** Stored records **
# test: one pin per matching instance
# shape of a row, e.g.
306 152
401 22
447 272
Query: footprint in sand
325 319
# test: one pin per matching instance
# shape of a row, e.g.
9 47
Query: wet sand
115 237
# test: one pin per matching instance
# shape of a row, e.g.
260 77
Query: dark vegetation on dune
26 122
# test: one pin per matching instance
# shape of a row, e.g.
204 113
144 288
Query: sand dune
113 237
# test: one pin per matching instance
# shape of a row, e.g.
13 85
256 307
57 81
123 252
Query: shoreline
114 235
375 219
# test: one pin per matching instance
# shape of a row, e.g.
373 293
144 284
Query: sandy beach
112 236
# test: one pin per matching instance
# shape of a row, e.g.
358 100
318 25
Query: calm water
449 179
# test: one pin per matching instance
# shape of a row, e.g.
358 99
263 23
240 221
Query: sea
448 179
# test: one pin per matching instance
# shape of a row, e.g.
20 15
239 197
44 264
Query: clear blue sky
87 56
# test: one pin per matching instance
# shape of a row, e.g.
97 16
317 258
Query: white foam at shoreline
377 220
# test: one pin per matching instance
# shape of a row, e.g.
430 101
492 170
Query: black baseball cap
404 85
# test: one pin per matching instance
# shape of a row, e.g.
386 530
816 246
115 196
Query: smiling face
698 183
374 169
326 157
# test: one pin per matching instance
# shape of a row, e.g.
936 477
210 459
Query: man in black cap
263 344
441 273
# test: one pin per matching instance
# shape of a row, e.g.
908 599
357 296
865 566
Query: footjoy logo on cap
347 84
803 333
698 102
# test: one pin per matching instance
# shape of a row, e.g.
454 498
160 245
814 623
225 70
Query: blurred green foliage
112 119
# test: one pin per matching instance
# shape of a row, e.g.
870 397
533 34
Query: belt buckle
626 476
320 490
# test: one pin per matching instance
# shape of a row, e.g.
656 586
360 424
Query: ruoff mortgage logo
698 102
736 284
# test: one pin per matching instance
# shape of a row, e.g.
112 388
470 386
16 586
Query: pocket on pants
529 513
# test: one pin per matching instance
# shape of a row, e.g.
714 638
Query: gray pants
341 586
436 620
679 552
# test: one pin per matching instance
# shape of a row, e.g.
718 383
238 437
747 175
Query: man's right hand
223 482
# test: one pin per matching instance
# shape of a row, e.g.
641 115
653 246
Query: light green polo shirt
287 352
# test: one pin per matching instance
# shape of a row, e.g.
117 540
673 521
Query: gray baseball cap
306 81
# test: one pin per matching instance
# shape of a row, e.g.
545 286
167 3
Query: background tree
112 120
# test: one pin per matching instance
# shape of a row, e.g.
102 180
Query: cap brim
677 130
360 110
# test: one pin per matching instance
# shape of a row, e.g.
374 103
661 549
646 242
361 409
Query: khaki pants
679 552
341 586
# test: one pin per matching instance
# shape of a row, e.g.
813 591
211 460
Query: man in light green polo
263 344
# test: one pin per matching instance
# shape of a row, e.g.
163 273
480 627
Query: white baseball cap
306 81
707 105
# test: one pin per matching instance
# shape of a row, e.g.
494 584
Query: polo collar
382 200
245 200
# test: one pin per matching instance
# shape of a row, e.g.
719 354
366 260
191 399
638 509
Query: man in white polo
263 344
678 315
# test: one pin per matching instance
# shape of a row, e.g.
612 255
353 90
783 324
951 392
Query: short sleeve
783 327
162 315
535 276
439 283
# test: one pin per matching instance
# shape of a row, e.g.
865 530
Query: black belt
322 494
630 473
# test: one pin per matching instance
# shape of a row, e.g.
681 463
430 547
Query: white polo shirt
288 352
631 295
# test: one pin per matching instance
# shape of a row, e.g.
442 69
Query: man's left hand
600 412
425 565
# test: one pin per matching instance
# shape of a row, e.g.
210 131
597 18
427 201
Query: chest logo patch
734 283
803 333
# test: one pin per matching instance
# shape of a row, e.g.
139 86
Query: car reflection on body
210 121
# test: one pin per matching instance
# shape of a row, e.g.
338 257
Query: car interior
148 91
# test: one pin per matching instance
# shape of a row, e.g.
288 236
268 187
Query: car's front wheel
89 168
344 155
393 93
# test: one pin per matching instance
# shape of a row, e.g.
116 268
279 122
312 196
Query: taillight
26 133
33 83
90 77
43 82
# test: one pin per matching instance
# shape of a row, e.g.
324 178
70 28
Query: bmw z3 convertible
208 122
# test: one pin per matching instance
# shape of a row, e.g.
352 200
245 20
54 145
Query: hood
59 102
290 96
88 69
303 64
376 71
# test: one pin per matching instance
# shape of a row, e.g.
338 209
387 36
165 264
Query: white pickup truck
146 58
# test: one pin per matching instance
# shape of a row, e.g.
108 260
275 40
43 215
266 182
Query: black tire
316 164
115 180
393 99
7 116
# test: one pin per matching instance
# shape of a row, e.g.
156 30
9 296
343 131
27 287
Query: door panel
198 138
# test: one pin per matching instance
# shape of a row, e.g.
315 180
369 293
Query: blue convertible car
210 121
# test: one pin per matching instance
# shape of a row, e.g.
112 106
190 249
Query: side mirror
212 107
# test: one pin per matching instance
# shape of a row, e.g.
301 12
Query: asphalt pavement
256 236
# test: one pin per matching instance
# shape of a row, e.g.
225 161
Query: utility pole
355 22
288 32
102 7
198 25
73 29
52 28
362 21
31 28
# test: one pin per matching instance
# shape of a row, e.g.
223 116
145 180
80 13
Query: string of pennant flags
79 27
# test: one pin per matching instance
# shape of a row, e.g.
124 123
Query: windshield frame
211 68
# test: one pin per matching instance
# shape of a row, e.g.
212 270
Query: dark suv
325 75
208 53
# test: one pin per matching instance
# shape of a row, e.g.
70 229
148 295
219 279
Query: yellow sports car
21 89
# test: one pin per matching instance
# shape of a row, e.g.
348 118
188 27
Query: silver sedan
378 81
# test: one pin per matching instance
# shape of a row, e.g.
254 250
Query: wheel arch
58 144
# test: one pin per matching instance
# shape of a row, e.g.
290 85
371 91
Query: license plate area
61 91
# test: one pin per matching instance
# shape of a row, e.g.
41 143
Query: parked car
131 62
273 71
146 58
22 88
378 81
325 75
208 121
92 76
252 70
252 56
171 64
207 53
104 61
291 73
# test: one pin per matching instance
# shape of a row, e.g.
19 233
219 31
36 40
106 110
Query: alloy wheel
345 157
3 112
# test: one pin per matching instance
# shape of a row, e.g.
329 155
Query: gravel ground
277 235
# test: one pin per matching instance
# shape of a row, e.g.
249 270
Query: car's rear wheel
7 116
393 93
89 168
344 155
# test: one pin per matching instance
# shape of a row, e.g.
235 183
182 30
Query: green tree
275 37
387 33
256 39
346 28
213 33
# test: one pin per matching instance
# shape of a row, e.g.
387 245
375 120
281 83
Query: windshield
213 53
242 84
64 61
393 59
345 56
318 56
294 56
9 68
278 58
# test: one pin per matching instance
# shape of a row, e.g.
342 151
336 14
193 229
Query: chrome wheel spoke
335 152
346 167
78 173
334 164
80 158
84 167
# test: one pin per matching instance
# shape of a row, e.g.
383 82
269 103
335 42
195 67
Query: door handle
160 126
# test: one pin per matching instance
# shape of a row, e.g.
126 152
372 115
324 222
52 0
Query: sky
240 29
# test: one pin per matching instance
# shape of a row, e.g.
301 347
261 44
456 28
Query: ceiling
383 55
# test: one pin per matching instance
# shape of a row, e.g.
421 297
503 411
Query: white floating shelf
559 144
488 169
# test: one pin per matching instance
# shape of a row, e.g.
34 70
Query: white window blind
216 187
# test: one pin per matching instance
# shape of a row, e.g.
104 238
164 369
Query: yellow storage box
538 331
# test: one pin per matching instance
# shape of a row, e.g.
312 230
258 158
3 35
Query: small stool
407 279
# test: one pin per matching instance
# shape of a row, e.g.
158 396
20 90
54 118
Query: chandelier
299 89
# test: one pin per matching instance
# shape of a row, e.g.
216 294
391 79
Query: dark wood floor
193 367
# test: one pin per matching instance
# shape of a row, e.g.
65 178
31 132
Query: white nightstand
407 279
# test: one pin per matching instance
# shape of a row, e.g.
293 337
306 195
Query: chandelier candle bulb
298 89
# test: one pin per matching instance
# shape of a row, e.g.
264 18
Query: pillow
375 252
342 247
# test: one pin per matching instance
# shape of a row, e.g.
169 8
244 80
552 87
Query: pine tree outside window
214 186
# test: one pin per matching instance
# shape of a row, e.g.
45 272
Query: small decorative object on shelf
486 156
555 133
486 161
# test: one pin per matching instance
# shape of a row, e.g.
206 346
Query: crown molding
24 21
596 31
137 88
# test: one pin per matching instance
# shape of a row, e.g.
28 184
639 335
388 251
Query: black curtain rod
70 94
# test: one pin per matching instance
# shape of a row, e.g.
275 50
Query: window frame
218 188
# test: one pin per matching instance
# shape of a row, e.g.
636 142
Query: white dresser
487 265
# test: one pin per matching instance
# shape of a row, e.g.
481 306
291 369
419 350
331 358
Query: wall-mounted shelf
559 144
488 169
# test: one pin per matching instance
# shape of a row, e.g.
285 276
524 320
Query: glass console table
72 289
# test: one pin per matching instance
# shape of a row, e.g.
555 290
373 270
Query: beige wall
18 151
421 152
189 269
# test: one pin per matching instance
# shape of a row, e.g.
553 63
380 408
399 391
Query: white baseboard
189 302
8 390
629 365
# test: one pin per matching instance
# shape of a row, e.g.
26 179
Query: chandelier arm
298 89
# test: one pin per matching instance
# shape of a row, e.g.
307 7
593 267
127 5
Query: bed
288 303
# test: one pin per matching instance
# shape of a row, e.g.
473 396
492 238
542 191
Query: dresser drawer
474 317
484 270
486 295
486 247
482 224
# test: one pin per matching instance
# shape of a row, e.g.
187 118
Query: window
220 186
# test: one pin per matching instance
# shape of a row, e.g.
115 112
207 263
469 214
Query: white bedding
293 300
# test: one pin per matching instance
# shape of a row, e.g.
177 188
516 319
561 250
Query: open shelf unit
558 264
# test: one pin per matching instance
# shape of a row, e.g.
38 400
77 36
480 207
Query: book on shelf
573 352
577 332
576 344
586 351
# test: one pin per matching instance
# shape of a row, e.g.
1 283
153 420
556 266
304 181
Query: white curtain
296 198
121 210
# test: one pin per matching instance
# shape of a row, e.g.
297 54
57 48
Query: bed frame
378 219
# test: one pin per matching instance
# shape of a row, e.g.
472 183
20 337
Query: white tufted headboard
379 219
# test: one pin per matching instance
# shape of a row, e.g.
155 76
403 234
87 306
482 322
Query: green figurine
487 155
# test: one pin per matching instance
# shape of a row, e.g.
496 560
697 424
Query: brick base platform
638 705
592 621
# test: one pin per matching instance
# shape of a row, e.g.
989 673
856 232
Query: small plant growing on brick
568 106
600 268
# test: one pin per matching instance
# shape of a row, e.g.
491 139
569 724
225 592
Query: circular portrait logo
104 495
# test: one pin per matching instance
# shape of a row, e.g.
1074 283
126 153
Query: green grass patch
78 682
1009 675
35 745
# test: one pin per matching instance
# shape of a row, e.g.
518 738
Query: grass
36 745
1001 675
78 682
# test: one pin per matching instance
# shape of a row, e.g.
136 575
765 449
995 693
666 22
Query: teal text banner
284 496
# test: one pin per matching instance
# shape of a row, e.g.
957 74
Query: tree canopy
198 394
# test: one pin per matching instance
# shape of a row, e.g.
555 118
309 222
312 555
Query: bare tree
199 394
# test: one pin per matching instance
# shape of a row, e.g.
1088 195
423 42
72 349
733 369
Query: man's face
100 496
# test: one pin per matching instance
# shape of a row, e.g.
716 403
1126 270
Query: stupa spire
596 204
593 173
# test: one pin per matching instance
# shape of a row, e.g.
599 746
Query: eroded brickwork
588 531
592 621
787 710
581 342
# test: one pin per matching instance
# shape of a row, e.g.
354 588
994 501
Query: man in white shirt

** Exercise task **
Find every line in the records containing the string "logo", and copy each of those lines.

** Exercise response **
Query: footjoy logo on cap
Query: ruoff mortgage logo
Query: chest logo patch
Query: circular portrait logo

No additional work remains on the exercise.